Размышления советского физика в «Нью-Иорк таймс»

«Размышления» стали событием не только в жизни их автора.

Событие это казалось столь невероятным, что редакторы «Нью-Иорк таймс» с сомнением отнеслись к тексту, присланному их корреспондентом из Москвы.[425] И вначале — 11 июля 1968 года — опубликовали лишь изложение сахаровского текста. При этом осторожно пояснили, что автор «помогал развивать советскую водородную бомбу».[426] 22 июля они решились опубликовать сахаровский текст полностью (отведя для него целых три страницы), но из вводной статьи никак не видно, что Сахаров — один из главных создателей советского ядерного оружия. Сказано лишь, что он ядерный физик.

«Размышления» многократно перепечатывали на разных языках — около тридцати изданий за 1968 год.[427]

В том же году «Размышления» вышли в США отдельной книжкой в твердом переплете. Введение и обширные примечания к сахаровскому тексту (по объему больше самого текста) написал Гаррисон Солсбери — видный журналист, специалист по России. Он сообщил, наконец, что у Сахарова больше, чем у кого-либо другого, оснований называться создателем советской водородной бомбы.[428]

В комментариях Солсбери рассказано много интересного о России, но в замечаниях по поводу самих «Размышлений» видны и поверхностность, и чересчур здравый смысл комментатора.

По мнению Солсбери, научно-техническая интеллигенция «во многих отношениях самая влиятельная группа в советском обществе», поскольку именно она сделала страну ракетно-ядерной державой, запустила первого человека в космос, создала огромный научно-образовательный и промышленный потенциал.[429] Так думал и Сахаров прежде чем убедился, что влияние этой интеллигенции кончается там, где начинают говорить о том, как «направить» страну, а не как «укрепить» ее.

Солсбери счел, что мысли Сахарова

известны сейчас большинству членов Академии наук, большинству сотрудников ведущих физико-математических институтов и широким кругам университетской интеллигенции не только в таких городах, как Москва, Киев и Ленинград, но и других научных центрах, таких как Новосибирск и Иркутск в Сибири.

Это было далеко не так. И наконец, для Солсбери просоциалистический тон Сахарова заглушал конкретные идеи.

Сахаров критикует не марксизм сам по себе, а то, что марксистам не удалось выработать научный метод управления обществом. В его «Размышлениях» нет никакой критики классических гипотез марксизма как таковых, но есть уничтожающая критика того, что так называемые марксисты Сталин, Мао и им подобные натворили.

Интересно, какие это классические гипотезы марксизма совместимы с сахаровской конвергенцией и провозглашением непобеды социализма в экономическом соревновании с капитализмом?

Комментатор приходит к еще одному ошибочному заключению, за которое, однако, его невозможно упрекнуть. Он отмечает, что сахаровский анализ опасности мирового ядерного самоубийства

в точности совпадает с документами, опубликованными американскими учеными-ядерщиками. <> Его знакомство с американской литературой в этой области подчеркивается упоминанием критической статьи о противоракетной обороне в мартовском номере за 1968 год, написанной американскими физиками Ричардом Гарвиным и Гансом Бете. <> Суммируя доводы Гарвина-Бете, Сахаров приходит к тому же самому взгляду, что и американцы.

• ЦЕЛЬ ЗАДАНИЯ: Подхватите текст о «Размышлениях» Сахарова и продолжите его с первого же предложения после последнего приведенного. Записи здесь никакой роли не играют.

• ИСХОДНЫЕ ЗАПИСИ:
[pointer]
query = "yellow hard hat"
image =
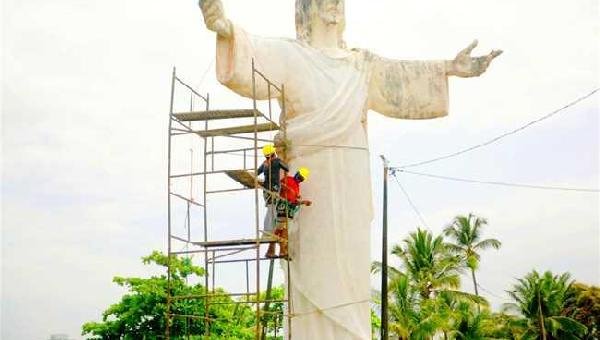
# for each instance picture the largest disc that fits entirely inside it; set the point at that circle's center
(304, 172)
(268, 150)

• РЕЗУЛЬТАТ:
Напрашивается мысль, что, прочитав мартовский номер Scientific American 1968 года, советский физик просто присоединился к мнению американских коллег. А если бы Суслов в июле 1967-го разрешил «Литературной газете» напечатать статью Сахарова? Тогда что — пришлось бы заподозрить в неоригинальности Бете?

В истории науки не так уж редко, когда два разных ученых, анализируя одну и ту же ситуацию, независимо приходят к одинаковым выводам. В журналистике подобные вещи случаются реже.

Журналист Солсбери в биографическом введении собрал довольно много сведений о научно-общественной биографии Сахарова, а из оглавлений советских физических журналов позаимствовал внушительно непонятные названия его статей, включая заметку «о реакциях U-мезонов». Для журналиста, быть может, и нет особой разницы между несуществующим U-мезоном и вполне реальным мю-мезоном. Но поразительным образом этот специалист по России «общественным дебютом Сахарова в роли социального критика» посчитал малозначительную заметку о физико-математических школах для одаренных детей — вполне «наукократическую» заметку, написанную совместно с Зельдовичем и по инициативе последнего.[430] Действительный же политический дебют Сахарова — статьи о радиоактивной опасности испытаний — Солсбери не обнаружил. А ведь эти статьи 1958 года могли пролить свет на происхождение «Размышлений».

Газетная публикация «Нью-Иорк таймс» была ближе к разгадке этого происхождения, взяв нечаянно в качестве иллюстрации фото «Советский премьер Алексей Косыгин и президент Джонсон в Глассборо в июне 1967 года». На этой самой встрече американским руководителям не удалось убедить Косыгина, что мораторий ПРО — в жизненных интересах обеих стран. Именно это побудило Сахарова в июле 1967 года написать свое письмо в ЦК.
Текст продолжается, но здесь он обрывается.